### Problems to work on
[A] List every post title that appears in the blog excerpt.
[B] From the blog excerpt, repeat word for word the part that opens with the words containing "Hillary's pandering on" and closes with "load of bullshit.".

Document excerpt START

Then just the other day, I was visiting blogger A who wrote a lovely piece , the topic of which currently escapes my memory, and when I went to leave a comment about her lovely piece there was blogger F followed by blogger R. So far so good. I can't remember what blogger F's first comment was since it didn't push any of my buttons, and blogger R said something lovely and used the word "catharsis." Then following hard on the heels of blogger R, blogger F comes back and says, "Don't use the word catharsis, it's hackery." Well, button pushed, by god. I happen to really like blogger A and blogger R, and have a lot of respect for blogger F. But no one insults my friends and gets away with it. So I go on the fucking rampage. I wake up this morning and call my post Catharsis, which kind of makes sense since last night was the Indiana and North Carolina primaries and I had to stay up really late to find out just how close it was in Indiana--it was a bit of a nail-biter. Then I go to A's site and she has written a lovely post on Catharsis, giving it's history--she is far more elegant than I. Then everywhere I go I find a way to work either catharsis or cathartic into my comments. So now I'm wading knee deep in petty bullshit, and creating a little ill will with blogger S who is a close personal friend of blogger F. So now I'm begging forgiveness. Please F, except my apology. S, I didn't mean to insult your friend. R, I know you are capable of using your own razor like wit to defend yourself if you ever need defending. Did I forget anyone? Oh yeah, P. Well in P's case I was completely justified and I don't take back a single word, even the "Yo mama!"

Catharsis

I'm trying to process my feelings after staying up half the damn night waiting for the Indiana results. Until I get my brain working, I suggest you take a trip to Anita at Anitaxanax. You will find her in my blog roll. She has written a lovely post on catharsis.

Tuesday, May 6, 2008

Hoping for a Knockout

Well it's your turn Indiana and North Carolina. For god's sake vote smart. Don't fall for the easy, cheap pander on the 18 cant a gallon gas tax B. S. because everyone, everyone knows it won't get through congress and if it did, by some dead brain virus, make it's way to Bush's desk, he'd veto it, and it might be the only smart veto he ever did. Not a single economist thinks it's a smart thing to do. it's purely political, and places, once again, Mccain and Clinton on the same wrong side of a stupid issue. Please vote smart. Please look past this summer, and into the future. If you want change, vote for Obama. If you want the same old shit vote Clinton.

Monday, May 5, 2008

Gas Tax B S

Hillary's pandering on the gas tax break she says she can deliver, is the worst pander I have ever heard. No one supports this phony crap but John McCain. Bush would veto the proposal in a New York minute, if it ever got through Congress. There is not an economist in the land, left or right, who thinks this is a good idea. Only morning Joe, Bill O', and Rush are rooting for the voters of Indiana and North Carolina to buy this load of bullshit.

Document excerpt END
Extracted information START

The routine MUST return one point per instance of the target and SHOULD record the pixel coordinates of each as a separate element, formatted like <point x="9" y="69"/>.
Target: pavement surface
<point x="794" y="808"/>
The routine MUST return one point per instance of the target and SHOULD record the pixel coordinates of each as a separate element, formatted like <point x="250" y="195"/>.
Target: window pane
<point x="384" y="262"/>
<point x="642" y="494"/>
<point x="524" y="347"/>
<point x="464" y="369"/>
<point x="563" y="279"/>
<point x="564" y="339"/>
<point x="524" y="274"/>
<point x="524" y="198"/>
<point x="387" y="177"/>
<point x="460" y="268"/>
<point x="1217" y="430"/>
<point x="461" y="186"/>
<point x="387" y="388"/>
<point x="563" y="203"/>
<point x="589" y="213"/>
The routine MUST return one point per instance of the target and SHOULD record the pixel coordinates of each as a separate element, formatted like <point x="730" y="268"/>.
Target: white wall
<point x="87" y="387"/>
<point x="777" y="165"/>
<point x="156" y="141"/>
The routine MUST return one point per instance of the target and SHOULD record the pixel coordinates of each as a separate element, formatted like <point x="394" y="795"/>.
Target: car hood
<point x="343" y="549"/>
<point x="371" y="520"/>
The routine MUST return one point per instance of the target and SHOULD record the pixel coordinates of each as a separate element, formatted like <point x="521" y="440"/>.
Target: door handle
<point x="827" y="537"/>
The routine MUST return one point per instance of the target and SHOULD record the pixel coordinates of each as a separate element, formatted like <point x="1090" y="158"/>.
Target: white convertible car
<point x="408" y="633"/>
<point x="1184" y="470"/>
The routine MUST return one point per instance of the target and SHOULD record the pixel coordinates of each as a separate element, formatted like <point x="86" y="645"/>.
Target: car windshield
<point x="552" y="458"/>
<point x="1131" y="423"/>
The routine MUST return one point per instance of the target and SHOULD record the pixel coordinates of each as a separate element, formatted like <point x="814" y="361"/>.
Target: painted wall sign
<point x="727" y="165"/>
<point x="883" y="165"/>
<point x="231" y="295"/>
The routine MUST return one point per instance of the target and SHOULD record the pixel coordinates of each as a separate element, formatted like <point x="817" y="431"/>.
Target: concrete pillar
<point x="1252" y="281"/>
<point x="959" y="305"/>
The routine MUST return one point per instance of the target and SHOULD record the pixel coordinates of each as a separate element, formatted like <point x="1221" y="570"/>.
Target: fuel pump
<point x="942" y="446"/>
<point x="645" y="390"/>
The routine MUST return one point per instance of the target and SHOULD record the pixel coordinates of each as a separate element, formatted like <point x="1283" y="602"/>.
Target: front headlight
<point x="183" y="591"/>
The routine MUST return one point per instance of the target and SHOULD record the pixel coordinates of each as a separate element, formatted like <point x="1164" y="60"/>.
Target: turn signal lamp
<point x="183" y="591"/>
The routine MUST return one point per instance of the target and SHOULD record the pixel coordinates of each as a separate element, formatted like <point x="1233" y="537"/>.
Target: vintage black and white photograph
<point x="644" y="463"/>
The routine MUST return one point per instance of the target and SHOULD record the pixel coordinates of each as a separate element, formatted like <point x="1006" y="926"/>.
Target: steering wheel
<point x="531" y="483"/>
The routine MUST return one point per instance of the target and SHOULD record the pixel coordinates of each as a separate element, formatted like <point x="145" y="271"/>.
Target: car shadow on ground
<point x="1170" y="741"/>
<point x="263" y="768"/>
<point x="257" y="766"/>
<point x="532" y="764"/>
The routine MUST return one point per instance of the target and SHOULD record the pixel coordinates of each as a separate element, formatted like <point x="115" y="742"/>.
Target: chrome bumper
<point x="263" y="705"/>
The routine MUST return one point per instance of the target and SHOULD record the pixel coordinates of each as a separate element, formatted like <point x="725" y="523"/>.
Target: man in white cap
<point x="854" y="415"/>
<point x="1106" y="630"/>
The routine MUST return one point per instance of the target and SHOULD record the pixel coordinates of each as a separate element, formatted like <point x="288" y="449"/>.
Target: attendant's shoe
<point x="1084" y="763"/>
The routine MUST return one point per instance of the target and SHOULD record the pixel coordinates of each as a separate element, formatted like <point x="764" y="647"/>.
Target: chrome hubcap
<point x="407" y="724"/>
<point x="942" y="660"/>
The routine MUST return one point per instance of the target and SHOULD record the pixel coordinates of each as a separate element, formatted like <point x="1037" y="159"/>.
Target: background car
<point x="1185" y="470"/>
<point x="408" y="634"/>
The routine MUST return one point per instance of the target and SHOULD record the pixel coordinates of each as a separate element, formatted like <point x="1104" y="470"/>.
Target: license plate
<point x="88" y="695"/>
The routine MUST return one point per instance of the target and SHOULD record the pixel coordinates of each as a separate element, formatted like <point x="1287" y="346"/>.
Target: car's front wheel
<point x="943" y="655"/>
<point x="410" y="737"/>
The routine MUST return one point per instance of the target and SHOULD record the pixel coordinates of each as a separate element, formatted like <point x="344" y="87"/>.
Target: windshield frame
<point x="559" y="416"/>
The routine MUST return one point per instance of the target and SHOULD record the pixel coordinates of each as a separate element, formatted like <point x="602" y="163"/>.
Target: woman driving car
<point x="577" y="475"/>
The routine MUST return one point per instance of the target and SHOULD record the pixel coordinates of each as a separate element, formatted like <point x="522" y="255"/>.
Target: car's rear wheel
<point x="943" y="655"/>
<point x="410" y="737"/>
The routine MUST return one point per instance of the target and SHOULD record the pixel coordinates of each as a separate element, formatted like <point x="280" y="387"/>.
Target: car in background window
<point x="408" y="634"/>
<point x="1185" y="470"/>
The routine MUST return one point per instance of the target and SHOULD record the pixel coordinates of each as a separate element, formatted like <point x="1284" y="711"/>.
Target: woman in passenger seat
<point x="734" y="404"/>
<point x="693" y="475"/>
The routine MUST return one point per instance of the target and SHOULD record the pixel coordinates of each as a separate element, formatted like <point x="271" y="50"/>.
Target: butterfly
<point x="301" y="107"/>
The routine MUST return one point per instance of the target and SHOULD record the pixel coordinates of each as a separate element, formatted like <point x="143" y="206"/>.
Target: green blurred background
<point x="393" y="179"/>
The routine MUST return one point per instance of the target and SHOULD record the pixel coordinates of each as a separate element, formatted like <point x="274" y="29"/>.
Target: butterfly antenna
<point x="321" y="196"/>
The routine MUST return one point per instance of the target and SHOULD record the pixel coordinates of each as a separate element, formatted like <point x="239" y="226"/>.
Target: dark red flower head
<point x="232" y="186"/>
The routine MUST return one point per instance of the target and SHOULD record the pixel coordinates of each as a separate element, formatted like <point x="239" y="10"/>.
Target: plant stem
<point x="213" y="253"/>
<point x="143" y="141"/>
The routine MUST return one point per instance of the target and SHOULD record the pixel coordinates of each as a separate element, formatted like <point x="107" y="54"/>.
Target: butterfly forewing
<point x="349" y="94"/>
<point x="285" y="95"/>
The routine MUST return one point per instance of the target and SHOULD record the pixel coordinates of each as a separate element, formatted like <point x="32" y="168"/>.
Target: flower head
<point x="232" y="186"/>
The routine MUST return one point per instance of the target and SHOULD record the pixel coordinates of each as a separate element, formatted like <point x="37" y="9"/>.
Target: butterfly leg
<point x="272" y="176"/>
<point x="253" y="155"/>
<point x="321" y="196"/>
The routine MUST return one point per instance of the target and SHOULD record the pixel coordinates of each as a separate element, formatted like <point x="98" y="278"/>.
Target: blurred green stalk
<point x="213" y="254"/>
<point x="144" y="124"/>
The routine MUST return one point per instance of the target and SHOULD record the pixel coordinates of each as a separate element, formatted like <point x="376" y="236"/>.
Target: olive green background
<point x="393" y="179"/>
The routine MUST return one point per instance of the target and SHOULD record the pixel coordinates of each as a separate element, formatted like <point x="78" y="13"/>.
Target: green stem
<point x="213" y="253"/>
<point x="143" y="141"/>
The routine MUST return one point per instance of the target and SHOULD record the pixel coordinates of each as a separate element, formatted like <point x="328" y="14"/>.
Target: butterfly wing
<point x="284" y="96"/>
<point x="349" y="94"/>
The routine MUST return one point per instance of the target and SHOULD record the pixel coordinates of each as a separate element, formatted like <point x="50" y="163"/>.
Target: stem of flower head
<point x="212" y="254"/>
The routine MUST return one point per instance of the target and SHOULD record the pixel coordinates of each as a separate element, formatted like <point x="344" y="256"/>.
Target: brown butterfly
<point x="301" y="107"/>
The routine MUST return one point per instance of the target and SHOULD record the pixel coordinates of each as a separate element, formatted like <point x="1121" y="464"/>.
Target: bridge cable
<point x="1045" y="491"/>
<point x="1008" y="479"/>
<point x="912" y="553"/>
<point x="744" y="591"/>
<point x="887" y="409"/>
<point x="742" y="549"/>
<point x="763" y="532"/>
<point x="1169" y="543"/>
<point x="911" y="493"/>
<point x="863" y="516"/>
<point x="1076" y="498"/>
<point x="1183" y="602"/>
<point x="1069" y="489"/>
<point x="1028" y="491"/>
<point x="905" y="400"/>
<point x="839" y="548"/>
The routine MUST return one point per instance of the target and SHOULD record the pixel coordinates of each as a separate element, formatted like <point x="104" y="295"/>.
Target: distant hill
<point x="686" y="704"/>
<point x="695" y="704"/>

Extracted information END

### Results for the exercise
[A]
Catharsis
Hoping for a Knockout
Gas Tax B S

[B]
Hillary's pandering on the gas tax break she says she can deliver, is the worst pander I have ever heard. No one supports this phony crap but John McCain. Bush would veto the proposal in a New York minute, if it ever got through Congress. There is not an economist in the land, left or right, who thinks this is a good idea. Only morning Joe, Bill O', and Rush are rooting for the voters of Indiana and North Carolina to buy this load of bullshit.